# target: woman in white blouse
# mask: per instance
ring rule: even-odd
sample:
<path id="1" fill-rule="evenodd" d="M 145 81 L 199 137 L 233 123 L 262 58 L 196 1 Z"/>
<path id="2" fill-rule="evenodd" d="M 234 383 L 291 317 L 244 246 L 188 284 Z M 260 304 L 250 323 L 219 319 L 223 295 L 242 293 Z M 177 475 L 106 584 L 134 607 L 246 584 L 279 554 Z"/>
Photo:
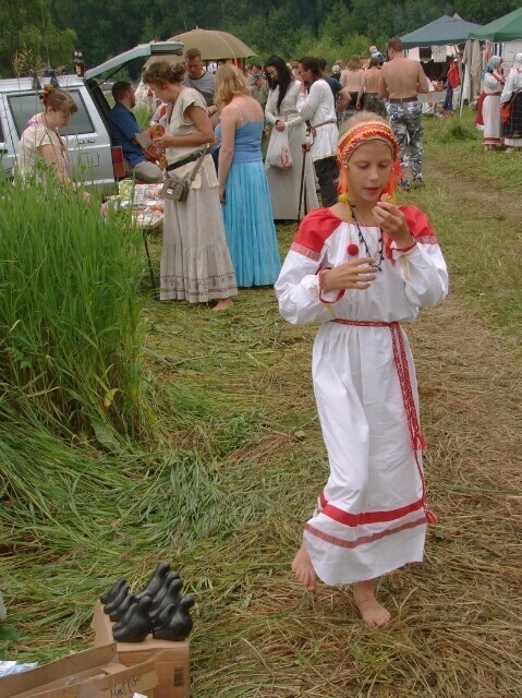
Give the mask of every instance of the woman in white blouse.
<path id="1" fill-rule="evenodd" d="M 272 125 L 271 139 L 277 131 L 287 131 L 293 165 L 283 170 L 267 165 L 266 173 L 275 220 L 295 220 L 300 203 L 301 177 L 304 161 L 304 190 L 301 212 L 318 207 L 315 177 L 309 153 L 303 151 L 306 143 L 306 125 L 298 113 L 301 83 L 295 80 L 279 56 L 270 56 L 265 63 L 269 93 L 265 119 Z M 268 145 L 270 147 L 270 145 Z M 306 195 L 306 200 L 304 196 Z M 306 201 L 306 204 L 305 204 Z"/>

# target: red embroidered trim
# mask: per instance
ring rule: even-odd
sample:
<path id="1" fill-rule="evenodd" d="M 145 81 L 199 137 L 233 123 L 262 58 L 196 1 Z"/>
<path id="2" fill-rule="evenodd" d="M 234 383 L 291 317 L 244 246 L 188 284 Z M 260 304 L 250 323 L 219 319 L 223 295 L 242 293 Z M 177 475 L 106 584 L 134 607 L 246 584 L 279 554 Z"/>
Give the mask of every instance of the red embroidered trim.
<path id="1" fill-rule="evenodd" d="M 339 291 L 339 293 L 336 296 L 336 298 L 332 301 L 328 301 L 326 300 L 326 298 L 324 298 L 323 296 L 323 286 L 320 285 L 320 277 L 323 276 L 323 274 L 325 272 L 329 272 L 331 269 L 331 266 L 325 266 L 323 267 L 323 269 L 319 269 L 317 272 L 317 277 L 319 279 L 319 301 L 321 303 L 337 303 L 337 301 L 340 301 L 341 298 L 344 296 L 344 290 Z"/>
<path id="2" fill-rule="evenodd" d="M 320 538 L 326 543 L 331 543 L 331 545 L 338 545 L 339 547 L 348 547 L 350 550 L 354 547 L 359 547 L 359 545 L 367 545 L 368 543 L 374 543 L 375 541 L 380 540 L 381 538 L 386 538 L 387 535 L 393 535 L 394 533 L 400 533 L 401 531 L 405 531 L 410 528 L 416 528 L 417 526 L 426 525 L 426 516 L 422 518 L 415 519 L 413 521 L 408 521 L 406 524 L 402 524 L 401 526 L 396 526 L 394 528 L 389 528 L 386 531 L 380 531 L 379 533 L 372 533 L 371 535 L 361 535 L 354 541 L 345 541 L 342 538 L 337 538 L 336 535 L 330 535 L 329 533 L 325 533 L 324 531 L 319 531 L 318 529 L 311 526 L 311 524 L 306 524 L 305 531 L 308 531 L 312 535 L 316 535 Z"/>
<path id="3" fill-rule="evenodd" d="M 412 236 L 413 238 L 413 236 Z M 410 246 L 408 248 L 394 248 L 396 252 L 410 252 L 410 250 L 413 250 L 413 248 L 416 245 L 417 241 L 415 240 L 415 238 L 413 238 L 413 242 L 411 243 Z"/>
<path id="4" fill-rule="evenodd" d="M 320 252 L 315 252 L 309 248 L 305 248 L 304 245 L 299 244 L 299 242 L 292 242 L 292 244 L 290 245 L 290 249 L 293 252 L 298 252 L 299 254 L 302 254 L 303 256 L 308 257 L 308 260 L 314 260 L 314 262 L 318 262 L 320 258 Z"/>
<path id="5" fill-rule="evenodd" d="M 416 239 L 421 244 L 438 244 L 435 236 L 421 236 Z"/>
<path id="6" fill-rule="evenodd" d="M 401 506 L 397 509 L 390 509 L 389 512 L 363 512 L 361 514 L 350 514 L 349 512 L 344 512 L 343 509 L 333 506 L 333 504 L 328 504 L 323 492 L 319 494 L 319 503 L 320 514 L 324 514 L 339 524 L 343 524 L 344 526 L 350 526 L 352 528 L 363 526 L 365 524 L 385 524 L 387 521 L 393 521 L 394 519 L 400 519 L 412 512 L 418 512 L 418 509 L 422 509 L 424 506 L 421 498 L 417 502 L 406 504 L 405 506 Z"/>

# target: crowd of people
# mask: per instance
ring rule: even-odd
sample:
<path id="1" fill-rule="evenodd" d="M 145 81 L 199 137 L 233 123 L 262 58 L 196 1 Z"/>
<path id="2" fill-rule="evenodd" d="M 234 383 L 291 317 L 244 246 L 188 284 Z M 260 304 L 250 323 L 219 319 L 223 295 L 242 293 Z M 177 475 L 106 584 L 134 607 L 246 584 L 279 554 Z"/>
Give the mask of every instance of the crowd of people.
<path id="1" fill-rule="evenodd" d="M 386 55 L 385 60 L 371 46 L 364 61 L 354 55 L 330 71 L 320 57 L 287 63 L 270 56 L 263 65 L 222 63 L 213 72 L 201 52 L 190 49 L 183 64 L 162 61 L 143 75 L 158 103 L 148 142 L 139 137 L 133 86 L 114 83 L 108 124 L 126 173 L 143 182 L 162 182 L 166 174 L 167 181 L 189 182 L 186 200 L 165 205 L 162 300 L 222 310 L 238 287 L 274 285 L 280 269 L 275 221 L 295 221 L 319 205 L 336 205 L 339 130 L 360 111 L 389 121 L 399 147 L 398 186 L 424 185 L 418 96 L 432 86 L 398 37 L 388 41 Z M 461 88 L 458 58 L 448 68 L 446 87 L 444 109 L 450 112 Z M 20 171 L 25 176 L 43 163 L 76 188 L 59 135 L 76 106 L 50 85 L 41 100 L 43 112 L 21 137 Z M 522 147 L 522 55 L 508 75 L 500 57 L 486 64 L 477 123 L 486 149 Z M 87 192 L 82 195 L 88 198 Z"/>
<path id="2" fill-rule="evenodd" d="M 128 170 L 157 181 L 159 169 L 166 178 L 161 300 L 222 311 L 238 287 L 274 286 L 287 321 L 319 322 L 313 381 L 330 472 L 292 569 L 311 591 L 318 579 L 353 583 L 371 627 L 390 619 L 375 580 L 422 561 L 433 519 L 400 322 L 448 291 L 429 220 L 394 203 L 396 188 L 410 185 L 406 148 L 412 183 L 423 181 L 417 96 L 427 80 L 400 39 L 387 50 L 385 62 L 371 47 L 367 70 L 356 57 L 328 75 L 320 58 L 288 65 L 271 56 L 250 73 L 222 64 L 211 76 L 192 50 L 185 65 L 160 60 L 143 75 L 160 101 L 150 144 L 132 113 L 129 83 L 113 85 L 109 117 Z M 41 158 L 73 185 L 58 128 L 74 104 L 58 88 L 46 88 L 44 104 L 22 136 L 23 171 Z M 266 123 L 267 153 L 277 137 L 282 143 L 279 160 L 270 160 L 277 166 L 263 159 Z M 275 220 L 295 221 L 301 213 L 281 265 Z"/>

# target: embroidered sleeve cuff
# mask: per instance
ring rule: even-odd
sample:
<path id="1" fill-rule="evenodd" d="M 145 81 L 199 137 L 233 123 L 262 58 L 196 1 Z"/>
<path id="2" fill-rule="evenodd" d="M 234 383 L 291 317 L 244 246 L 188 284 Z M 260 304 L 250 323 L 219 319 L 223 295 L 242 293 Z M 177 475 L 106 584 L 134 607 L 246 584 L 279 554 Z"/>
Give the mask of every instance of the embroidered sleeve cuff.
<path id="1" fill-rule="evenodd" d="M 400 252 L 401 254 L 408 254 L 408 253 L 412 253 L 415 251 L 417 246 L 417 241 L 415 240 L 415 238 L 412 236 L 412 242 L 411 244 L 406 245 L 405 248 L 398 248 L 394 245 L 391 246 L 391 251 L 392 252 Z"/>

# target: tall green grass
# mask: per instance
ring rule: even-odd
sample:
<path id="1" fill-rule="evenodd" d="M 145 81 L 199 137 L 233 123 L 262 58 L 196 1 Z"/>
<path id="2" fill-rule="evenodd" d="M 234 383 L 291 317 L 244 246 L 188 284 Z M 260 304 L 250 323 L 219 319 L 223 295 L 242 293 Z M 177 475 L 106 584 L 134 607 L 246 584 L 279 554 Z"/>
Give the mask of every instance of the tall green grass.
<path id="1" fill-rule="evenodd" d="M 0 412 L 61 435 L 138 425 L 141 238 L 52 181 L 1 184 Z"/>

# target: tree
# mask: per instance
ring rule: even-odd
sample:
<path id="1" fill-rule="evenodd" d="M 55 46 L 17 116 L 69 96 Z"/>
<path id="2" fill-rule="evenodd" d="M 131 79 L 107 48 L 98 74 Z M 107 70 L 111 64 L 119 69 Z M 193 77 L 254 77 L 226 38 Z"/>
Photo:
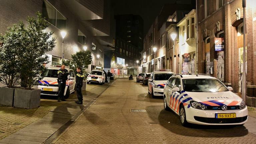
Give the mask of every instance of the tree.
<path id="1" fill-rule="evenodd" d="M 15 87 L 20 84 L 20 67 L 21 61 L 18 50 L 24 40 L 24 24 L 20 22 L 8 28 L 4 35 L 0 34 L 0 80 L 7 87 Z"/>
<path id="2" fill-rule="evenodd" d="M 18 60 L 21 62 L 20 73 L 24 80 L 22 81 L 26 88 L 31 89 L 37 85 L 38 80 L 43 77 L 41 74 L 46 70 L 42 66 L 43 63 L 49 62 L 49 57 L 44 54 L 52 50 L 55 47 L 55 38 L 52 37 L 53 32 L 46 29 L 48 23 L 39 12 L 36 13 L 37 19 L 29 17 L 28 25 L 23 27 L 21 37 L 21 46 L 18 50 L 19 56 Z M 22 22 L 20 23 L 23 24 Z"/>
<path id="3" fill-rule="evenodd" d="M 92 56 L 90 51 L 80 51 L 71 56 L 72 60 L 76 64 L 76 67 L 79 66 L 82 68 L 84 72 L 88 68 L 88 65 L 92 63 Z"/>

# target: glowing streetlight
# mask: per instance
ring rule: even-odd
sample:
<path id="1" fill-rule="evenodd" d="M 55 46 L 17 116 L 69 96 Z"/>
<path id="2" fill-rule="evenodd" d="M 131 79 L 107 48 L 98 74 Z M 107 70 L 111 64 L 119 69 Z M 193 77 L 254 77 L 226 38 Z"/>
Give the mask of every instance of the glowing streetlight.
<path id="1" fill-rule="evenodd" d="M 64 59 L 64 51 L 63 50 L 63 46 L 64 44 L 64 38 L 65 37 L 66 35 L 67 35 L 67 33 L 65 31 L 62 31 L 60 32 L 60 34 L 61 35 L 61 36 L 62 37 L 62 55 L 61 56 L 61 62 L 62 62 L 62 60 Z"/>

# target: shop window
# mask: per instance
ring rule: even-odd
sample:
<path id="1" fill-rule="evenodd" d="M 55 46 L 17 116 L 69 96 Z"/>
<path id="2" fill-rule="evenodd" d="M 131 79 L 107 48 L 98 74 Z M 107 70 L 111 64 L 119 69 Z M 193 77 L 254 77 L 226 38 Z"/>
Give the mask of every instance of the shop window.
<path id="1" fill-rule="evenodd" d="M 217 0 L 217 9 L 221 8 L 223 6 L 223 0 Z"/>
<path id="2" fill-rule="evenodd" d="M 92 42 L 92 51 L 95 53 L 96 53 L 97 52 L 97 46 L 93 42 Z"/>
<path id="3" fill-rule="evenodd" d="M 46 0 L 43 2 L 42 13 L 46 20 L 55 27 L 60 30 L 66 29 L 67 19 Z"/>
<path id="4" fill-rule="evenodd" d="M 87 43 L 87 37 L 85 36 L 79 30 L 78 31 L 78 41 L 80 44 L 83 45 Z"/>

_Task instructions_
Please reproduce, unchanged, the lines of the records from the line with "# target: red embroidered trim" to the line with "339 291 L 339", including both of those lines.

_Expected output_
# target: red embroidered trim
# mask: per instance
ring rule: even-odd
sample:
<path id="1" fill-rule="evenodd" d="M 145 81 L 199 137 L 233 123 L 262 58 L 196 1 Z"/>
<path id="2" fill-rule="evenodd" d="M 234 383 L 291 317 L 244 246 L 188 284 Z M 260 304 L 250 323 L 219 319 L 223 295 L 242 293 Z M 177 475 L 106 584 L 134 607 L 246 584 L 279 554 Z"/>
Give the mask of every instance of the red embroidered trim.
<path id="1" fill-rule="evenodd" d="M 339 291 L 339 293 L 336 296 L 336 298 L 332 301 L 328 301 L 326 300 L 326 298 L 324 298 L 323 296 L 323 286 L 320 285 L 320 277 L 323 276 L 323 274 L 325 272 L 329 272 L 331 269 L 331 266 L 325 266 L 323 267 L 323 269 L 319 269 L 317 272 L 317 277 L 319 279 L 319 301 L 321 303 L 337 303 L 337 301 L 340 301 L 341 298 L 344 296 L 344 290 Z"/>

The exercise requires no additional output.